* **EXERCISES**
1) Please copy the movie success project overview below from the words "Have you ever" up to and including the words "of a movie.".
2) Translate this sentence from the movie success project overview below into Spanish: "Have you ever wondered why some movies are more successful than others?"

* **TEXT TO READ**
How to Maximise Movie Success - Project Overview

Contributors: tripleH group

Sandhiya Sukumaran @sandhiyaaa
Koh Zhi En @zex3
Yap Shen Hwei @imaginaryBuddy

Codes are in:

Our project is based on IMDB 5000 dataset found on kaggle

Content Section

Introduction
- Problem Statement
- Motivation
Steps:
- 1 : Looking at the Dataset
  - Our Hypotheses
- 2 : Data Extraction & Cleaning
- 3 : Exploratory Data Analysis
- 4 : Machine Learning
Interesting Questions
The Big Conclusion
Beyond Our Course
Limitations and Discussion
Workload Delegation
Our Video
References

Introduction

Have you ever wondered why some movies are more successful than others? If you're a movie director, you've came to the right place! If you are not a movie director, of course, you can still read on to find out more!

Problem Statement

Identify which features contribute to the success of a movie.

* **GIVEN INFORMATION**
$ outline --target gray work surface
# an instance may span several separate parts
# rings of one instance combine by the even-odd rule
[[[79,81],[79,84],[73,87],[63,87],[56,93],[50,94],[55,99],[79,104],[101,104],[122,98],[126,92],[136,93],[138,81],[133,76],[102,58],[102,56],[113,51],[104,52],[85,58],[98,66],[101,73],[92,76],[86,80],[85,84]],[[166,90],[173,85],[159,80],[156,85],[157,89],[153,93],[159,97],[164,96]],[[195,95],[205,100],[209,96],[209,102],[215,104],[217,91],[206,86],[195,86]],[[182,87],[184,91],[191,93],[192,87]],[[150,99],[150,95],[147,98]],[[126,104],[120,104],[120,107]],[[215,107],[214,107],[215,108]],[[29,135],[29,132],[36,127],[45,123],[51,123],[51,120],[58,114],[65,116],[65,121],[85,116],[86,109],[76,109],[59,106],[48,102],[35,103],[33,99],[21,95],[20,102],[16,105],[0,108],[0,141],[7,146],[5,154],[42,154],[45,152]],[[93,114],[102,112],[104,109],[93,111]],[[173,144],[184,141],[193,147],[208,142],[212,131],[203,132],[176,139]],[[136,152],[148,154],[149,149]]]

* **EXPECTED RESPONSES**
1)
Have you ever wondered why some movies are more successful than others? If you're a movie director, you've came to the right place! If you are not a movie director, of course, you can still read on to find out more!

Problem Statement

Identify which features contribute to the success of a movie.

2) ¿Alguna vez te has preguntado por qué algunas películas tienen más éxito que otras?